▶ [JOB 1]
According to the page extract on classroom strategies, how many students are in each group in the 3-Step Interview?

4 Corners Students are required to take a position by moving to the corner of the room labelled with their position and discussing the reason for their position with one student with the same and one student with a differing position.
Tag Debate Similar to a traditional debate, but those in the ‘speaker’s chair’ can be tagged out and another student can move in to add another argument to the conversation.
Perspective Taking Strategies
3-Step Interview In groups of 3, students are assigned a perspective or role. They then each develop questions and interview the other roles. This requires that students frame powerful questions, listen and record important information, and respond to questions considering a particular perspective.
Redraw an Image Students are asked to examine an image, determine the perspective from which it was created, and use evidence and inference to redraw how the image would appear differently from an alternate perspective.
Step into the Picture In groups, students examine an image or text. Groups are invited to tell what happened in the time before or after this image – perhaps 3 minutes, or 3 days, or 3 years. This can be performed as a skit.
Making Judgement Strategies
Value Time Line In addition to placing events in chronological order along a time line, students rate the significance or impact of events by placing them above or below the line.


Challenges and Wonder

We often encounter things that seem to have merit, but also raise some concerns. To make a reasoned assessment, have students consider the Opportunities, challenges, and Interesting/Wonderings of an idea or proposal.
Ranking Ladder Have students rank the most important or significant contribution to an issue, topic, or event. As learning progresses, have students revisit their ranking and revise it based on new evidence.
Fulcrum Use a balance scale to have students display which of two options has a greater impact, better represents, or which direction an event had on an outcome.
Dashboard Have students display their position on an issue or topic by selecting where they fall on the dashboard continuum. Students are given time to reflect and readjust their dial as learning progresses.
Pie Chart When given a number of factors, students create a pie graph containing each factor and the size of each slice (Factor) represents the degree to which each factor contributes to an event or issue.
Generating Ideas Strategies
Five Senses Students make an abstract concept or idea more real by brainstorming connections to your five senses.
Create a Powerful Headline or Question In this strategy, you are required to use your creativity to summarize the main ideas or find out more about a source.
Placemat Students work collaboratively to weigh options and come to a consensus. Often used to summarize large amounts of information or give everyone a chance to share their ideas.

Collected data:

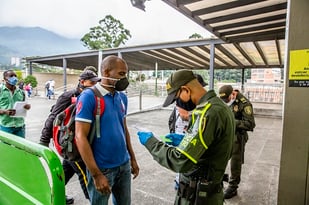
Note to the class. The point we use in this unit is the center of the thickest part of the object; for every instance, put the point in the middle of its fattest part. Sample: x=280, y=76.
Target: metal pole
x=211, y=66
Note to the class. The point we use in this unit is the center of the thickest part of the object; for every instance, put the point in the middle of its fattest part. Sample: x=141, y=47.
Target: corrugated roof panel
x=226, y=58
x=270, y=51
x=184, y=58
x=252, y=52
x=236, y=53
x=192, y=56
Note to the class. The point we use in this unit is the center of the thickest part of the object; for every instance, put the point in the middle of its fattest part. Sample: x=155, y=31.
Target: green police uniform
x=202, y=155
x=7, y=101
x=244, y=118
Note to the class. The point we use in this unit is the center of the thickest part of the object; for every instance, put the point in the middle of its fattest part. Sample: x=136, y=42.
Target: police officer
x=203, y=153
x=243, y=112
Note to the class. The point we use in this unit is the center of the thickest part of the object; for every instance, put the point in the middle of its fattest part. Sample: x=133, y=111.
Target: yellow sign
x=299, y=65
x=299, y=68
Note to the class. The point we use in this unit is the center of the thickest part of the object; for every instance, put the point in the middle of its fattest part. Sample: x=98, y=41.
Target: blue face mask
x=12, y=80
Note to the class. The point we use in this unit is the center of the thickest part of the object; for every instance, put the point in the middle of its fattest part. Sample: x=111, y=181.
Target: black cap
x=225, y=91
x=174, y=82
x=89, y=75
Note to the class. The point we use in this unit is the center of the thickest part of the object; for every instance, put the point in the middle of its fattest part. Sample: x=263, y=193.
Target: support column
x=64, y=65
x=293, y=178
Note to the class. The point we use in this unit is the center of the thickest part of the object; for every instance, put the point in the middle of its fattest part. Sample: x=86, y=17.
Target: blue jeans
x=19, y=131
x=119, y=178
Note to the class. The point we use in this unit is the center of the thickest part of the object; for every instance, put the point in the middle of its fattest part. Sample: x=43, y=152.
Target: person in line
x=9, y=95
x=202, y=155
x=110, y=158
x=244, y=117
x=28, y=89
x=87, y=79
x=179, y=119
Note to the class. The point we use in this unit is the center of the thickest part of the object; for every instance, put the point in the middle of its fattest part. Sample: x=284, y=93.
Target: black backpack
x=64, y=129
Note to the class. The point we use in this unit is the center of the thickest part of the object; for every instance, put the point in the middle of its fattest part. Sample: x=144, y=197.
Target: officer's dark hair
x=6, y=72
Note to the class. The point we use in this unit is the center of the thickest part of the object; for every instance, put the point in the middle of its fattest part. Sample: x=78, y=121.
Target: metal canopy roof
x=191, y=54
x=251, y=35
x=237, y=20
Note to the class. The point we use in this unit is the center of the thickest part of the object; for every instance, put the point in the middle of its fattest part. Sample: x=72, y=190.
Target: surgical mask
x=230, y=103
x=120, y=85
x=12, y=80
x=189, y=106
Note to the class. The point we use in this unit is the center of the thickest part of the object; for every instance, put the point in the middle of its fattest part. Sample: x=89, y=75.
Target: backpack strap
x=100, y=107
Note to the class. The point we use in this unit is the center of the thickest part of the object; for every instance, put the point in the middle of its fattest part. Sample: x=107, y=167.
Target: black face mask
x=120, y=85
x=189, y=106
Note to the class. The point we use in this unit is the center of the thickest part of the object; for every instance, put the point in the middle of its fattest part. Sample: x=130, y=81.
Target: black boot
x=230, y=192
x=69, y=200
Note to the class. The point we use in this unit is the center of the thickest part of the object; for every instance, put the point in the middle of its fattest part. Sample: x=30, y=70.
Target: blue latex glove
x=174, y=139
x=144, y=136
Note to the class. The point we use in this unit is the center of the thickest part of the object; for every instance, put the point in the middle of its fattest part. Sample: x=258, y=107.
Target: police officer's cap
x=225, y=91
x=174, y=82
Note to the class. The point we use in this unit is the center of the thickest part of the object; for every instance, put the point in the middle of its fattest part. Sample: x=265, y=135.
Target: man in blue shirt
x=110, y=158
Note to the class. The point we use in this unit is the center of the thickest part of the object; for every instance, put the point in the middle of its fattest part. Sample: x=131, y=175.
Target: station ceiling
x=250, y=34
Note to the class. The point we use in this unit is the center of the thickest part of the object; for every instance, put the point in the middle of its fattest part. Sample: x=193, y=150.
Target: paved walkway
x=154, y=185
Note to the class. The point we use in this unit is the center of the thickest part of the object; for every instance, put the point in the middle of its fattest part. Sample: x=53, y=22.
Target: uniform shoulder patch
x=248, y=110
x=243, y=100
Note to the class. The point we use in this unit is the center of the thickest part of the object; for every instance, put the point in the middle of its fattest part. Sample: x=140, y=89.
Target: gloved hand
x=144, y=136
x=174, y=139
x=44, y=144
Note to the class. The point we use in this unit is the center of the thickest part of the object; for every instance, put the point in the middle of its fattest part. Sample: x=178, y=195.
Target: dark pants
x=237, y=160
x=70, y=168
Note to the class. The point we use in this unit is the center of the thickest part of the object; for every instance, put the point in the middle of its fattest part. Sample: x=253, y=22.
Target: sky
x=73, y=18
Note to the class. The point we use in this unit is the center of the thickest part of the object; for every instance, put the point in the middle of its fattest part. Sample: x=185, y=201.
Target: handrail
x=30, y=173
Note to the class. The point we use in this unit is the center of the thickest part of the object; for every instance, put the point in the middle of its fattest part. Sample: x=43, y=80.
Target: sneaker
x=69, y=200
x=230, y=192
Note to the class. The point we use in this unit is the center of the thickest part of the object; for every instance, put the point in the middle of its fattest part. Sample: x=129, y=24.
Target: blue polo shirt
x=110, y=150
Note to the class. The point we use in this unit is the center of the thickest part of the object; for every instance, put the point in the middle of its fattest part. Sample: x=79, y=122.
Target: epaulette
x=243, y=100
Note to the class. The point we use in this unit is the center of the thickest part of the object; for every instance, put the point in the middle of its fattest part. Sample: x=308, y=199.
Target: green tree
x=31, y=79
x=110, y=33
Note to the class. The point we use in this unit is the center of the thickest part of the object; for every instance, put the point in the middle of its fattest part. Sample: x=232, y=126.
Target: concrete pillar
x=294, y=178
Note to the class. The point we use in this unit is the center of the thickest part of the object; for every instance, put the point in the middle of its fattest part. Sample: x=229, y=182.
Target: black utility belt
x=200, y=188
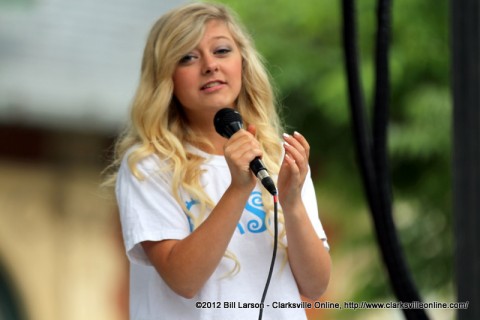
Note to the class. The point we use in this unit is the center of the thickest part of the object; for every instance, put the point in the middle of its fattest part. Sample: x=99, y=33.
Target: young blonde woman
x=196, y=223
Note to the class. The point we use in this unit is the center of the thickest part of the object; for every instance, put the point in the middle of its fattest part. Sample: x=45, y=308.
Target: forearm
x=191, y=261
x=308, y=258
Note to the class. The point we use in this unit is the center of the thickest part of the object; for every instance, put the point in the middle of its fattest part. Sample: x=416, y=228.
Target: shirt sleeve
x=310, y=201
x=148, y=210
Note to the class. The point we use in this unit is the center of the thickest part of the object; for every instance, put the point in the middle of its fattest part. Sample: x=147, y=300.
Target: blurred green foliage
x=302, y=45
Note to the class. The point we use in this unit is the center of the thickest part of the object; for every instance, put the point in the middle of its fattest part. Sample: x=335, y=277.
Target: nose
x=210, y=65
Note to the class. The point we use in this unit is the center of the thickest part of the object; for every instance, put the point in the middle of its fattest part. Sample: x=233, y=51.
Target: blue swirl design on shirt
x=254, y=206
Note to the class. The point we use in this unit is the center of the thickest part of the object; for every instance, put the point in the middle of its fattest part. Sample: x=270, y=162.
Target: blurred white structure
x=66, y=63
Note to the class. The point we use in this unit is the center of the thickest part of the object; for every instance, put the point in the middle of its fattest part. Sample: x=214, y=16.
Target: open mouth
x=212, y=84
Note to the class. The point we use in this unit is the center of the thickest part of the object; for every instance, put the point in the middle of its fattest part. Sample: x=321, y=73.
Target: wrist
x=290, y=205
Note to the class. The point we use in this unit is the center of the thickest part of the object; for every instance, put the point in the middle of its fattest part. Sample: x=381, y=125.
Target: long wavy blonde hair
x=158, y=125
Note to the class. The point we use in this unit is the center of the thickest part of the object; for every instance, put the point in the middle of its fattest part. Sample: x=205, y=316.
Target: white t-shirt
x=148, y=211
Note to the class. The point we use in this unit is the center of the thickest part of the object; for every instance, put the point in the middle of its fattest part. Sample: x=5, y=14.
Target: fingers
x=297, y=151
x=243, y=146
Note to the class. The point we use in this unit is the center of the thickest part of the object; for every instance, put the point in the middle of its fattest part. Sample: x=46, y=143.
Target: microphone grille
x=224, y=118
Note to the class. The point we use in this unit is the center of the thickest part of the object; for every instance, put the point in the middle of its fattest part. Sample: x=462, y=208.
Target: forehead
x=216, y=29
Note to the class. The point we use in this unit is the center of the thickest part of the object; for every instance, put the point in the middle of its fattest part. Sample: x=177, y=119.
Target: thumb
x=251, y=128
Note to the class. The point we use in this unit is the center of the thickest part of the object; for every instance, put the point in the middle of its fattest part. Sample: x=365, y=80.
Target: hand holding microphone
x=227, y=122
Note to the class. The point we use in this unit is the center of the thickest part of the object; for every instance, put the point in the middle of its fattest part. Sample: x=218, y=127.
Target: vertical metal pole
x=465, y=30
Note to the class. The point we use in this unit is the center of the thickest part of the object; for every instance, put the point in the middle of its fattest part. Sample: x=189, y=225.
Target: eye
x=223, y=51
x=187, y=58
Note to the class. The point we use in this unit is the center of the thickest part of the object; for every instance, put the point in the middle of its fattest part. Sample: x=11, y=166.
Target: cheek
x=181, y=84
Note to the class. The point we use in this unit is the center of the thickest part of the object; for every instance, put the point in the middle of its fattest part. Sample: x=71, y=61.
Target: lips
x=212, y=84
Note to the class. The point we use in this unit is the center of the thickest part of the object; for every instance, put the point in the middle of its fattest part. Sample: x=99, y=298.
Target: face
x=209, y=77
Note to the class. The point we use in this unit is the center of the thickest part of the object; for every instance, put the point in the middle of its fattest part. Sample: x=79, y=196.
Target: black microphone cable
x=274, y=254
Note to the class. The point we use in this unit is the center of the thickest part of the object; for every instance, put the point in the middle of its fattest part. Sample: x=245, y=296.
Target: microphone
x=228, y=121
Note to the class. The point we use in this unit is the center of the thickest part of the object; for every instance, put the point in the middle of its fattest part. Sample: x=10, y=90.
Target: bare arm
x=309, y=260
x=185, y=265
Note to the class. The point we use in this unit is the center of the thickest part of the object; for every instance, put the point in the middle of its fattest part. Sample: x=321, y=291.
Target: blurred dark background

▶ [JOB 2]
In the records, from the first line up to and including the line with "x=299, y=68", replace "Target" with "Object" and output only those lines, leaving out the pictures.

▶ [FULL OUTPUT 1]
Three students.

▶ [FULL OUTPUT 2]
Note to the class. The point we use in this unit is the center of the thickest part of the object; for every instance, put the point in the middle of its fattest part. Sample: x=280, y=76.
Object: metal pole
x=211, y=66
Note to the class. The point we use in this unit is the center of the thickest part of the object; for every instance, put the point in the middle of its fattest part. Sample: x=141, y=47.
Object: corrugated roof panel
x=226, y=58
x=270, y=51
x=184, y=58
x=252, y=52
x=236, y=53
x=192, y=56
Note to the class. The point we use in this unit is the center of the thickest part of the object; for every instance, put the point in the middle of its fattest part. Sample: x=155, y=31.
Object: green police uniform
x=202, y=155
x=7, y=101
x=244, y=118
Note to the class. The point we use in this unit is the center of the thickest part of the object; for every instance, put the point in the middle of its fattest part. Sample: x=136, y=42.
Object: police officer
x=203, y=153
x=243, y=112
Note to the class. The point we use in this unit is the center of the thickest part of the object; for every instance, put the point in the middle of its fattest part. Sample: x=133, y=111.
Object: yellow sign
x=299, y=65
x=299, y=68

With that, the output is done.